## Excerpt to read
☆ ☆ ☆ ☆ ☆ ☆ ☆

Carmela Menashe (כרמלה מנשה; born 1949) is an Israeli journalist serving as a military reporter on IDF issues, on Israel's public radio Kol Yisrael.

==Biography==
Carmela Menashe is the daughter of Iraqi Jewish immigrants. She holds a master's degree in History of the Jewish People from Tel Aviv University. She served in the IDF Paratroopers Brigade.
She has one daughter, Ella, whom she raised as a single mother. Besides her journalism career, she is known as a champion of IDF soldiers and their families, aiding those who have been harassed or neglected within the IDF.

==Journalism career==
In 1974, Menashe started working at Kol Yisrael as a secretary. After graduating from a correspondents course, she was appointed the editor of the "Tzivei Keshset" radio program. Since 1994 she has also served as the director of military reporters at Kol Yisrael.

Menashe was the first female Israeli broadcaster to become a military correspondent.

==Awards and recognition==
- Sokolov Award for her exposés and activities (1998)
- Bnot Brit award for outstanding contribution to society security
- Israel Broadcasting Authority's Ilan Roe Award presented by the CEO
- Movement for Quality Government in Israel award.
- Ometz - citizens for proper government and social and judicial justice award (2008)
- The EMET Prize for Art, Science and Culture, Category in the Social Sciences, field of Journalism (2010)
- In 2014, Menashe was chosen to light at torch at the Israel Independence Day ceremony on Mount Herzl.

☆ ☆ ☆ ☆ ☆ ☆ ☆

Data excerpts
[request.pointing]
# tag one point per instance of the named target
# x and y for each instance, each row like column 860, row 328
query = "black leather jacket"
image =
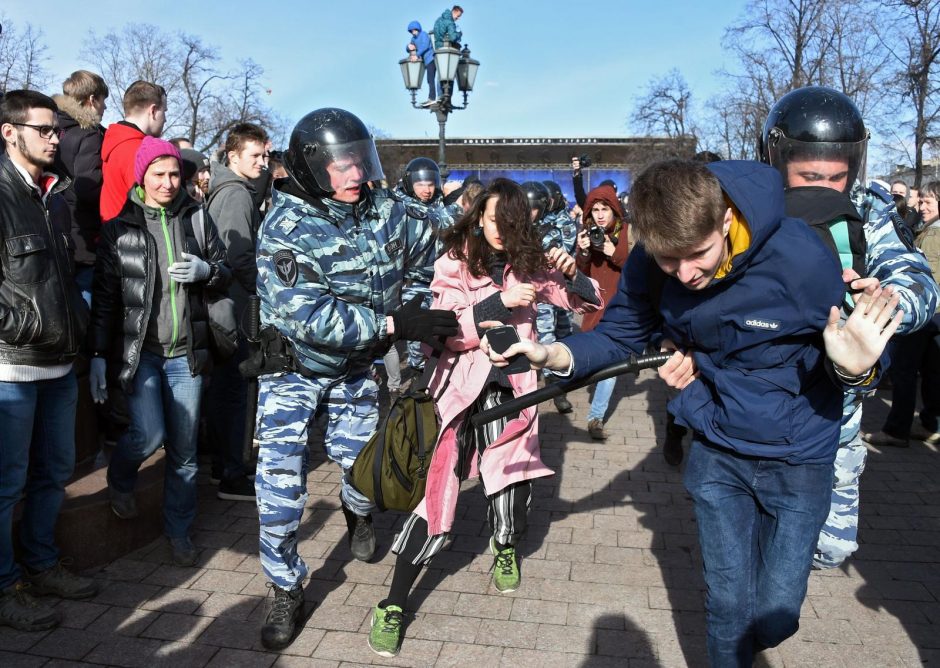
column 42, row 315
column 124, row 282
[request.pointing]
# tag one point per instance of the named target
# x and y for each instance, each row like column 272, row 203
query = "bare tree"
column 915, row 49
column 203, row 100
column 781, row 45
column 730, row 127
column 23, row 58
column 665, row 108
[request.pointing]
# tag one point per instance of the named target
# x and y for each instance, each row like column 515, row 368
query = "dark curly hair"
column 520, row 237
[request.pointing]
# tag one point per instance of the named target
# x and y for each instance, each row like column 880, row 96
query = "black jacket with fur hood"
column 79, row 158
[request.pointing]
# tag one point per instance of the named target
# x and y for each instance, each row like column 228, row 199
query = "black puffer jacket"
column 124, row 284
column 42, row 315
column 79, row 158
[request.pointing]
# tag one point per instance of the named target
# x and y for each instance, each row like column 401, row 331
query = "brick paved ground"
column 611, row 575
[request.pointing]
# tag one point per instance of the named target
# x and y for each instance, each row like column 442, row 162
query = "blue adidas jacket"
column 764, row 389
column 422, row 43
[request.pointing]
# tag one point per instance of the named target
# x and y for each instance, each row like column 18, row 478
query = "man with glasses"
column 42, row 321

☆ ☆ ☆ ☆ ☆ ☆ ☆

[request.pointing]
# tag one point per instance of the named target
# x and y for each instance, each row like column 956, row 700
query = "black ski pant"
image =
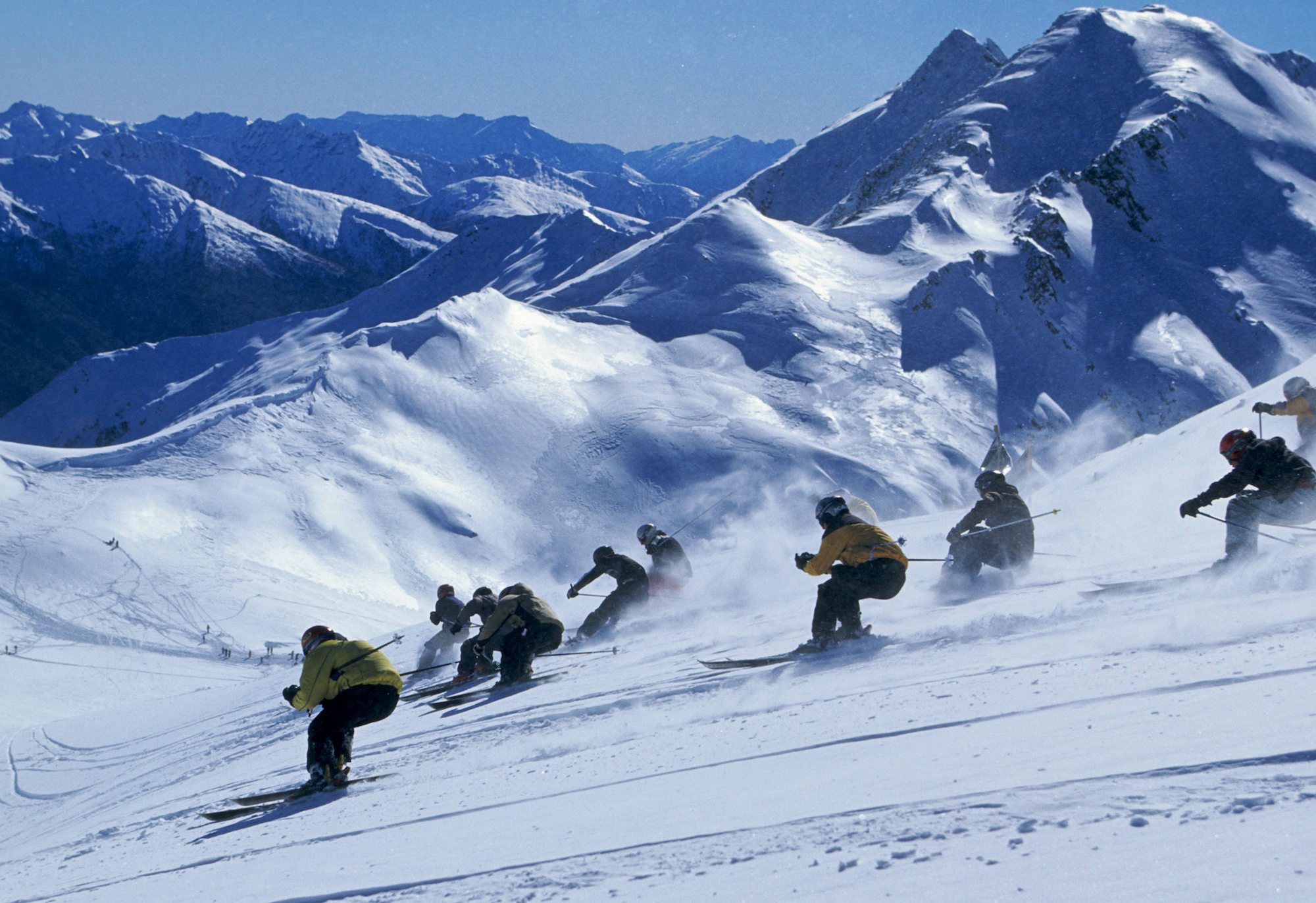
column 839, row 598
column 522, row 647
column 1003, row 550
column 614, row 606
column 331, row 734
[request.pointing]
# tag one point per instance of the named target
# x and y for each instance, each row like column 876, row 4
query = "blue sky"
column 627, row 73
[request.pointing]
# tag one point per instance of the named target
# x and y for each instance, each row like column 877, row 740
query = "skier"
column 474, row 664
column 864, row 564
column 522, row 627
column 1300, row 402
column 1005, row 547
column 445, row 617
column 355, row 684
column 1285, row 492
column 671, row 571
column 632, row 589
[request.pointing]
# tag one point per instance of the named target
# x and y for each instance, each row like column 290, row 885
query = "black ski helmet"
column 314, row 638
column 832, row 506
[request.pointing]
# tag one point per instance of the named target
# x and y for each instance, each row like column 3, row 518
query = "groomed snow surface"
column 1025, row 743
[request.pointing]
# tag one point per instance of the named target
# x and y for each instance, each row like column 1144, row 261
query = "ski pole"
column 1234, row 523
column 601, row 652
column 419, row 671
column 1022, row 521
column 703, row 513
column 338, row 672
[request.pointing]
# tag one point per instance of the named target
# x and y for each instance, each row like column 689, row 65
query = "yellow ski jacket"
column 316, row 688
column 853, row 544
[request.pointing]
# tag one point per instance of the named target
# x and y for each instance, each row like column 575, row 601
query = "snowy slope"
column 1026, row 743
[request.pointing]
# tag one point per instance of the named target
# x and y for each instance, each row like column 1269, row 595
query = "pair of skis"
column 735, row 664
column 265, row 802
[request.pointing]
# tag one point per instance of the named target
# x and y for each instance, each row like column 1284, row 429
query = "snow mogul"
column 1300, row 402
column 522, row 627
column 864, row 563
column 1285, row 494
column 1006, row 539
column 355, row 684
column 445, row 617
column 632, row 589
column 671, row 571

☆ ☆ ☆ ☆ ☆ ☆ ☆

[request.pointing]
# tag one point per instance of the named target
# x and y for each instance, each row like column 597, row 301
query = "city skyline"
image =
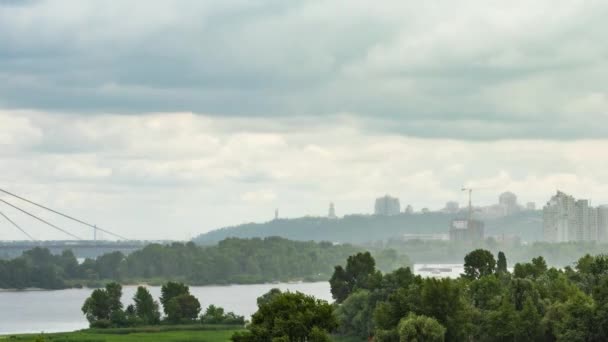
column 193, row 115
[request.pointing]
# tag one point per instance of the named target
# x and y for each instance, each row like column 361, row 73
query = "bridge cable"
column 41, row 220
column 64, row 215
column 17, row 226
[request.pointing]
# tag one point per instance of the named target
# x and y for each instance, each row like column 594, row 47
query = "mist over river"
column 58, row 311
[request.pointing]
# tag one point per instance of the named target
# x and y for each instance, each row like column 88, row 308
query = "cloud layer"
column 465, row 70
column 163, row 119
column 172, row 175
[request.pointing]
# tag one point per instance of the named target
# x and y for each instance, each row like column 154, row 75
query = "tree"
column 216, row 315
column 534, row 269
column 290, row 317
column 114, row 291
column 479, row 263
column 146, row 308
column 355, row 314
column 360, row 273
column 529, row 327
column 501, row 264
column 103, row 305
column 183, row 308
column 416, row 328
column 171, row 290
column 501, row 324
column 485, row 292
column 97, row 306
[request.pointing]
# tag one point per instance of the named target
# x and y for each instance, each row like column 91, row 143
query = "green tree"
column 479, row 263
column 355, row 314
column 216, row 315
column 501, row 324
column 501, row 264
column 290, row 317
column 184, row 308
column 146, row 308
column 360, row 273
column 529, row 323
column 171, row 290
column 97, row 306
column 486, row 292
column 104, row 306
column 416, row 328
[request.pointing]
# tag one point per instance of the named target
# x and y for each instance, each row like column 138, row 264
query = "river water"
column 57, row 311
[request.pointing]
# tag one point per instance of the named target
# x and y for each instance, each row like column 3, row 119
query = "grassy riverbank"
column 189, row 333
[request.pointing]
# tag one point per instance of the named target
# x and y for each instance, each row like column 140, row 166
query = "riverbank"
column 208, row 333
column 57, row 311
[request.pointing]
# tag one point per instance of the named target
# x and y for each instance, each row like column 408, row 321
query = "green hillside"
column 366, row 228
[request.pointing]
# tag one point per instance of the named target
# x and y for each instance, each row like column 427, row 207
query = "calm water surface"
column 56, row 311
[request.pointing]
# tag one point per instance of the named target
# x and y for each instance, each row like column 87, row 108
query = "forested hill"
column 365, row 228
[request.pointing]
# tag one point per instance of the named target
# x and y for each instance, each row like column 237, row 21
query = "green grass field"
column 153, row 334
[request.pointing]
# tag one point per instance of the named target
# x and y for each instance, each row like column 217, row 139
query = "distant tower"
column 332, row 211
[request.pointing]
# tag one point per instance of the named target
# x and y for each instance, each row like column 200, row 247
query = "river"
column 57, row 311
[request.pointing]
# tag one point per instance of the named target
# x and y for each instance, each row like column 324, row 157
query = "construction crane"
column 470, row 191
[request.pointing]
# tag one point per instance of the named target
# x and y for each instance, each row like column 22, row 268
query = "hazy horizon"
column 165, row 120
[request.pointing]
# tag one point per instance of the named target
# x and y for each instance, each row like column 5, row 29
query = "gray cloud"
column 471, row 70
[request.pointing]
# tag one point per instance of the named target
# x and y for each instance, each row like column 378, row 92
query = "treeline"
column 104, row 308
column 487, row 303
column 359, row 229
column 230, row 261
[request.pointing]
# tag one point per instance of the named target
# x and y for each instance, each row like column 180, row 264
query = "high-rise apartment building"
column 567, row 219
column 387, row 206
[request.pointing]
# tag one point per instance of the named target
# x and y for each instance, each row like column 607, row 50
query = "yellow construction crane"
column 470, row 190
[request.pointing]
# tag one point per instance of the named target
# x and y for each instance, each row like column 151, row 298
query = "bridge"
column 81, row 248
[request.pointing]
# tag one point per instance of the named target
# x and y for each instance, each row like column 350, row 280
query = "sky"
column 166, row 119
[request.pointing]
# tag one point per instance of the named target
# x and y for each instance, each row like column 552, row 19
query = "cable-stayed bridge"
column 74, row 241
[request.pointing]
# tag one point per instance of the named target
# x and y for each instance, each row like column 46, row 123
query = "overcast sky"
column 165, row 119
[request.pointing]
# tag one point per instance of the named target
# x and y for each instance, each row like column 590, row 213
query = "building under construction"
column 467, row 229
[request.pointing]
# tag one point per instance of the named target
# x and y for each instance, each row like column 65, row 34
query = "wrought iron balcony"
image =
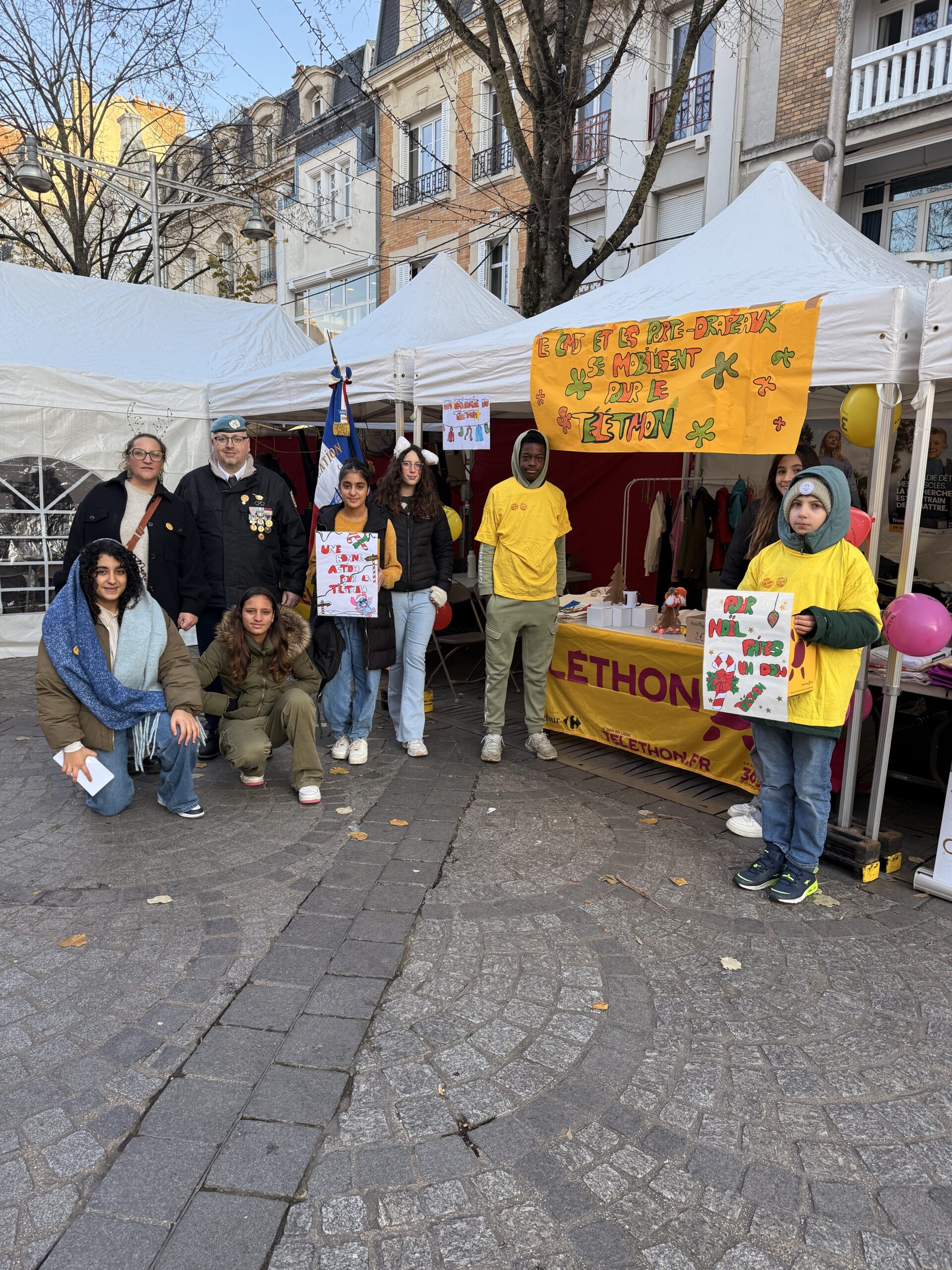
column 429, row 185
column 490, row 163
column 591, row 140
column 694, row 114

☆ ☆ ☆ ☆ ☆ ☆ ☆

## Assigned task
Extract everything from "Menashe was the" down to "in Israel award." in the passage on Carmela Menashe, copying it word for word.

## Response to this task
Menashe was the first female Israeli broadcaster to become a military correspondent.

==Awards and recognition==
- Sokolov Award for her exposés and activities (1998)
- Bnot Brit award for outstanding contribution to society security
- Israel Broadcasting Authority's Ilan Roe Award presented by the CEO
- Movement for Quality Government in Israel award.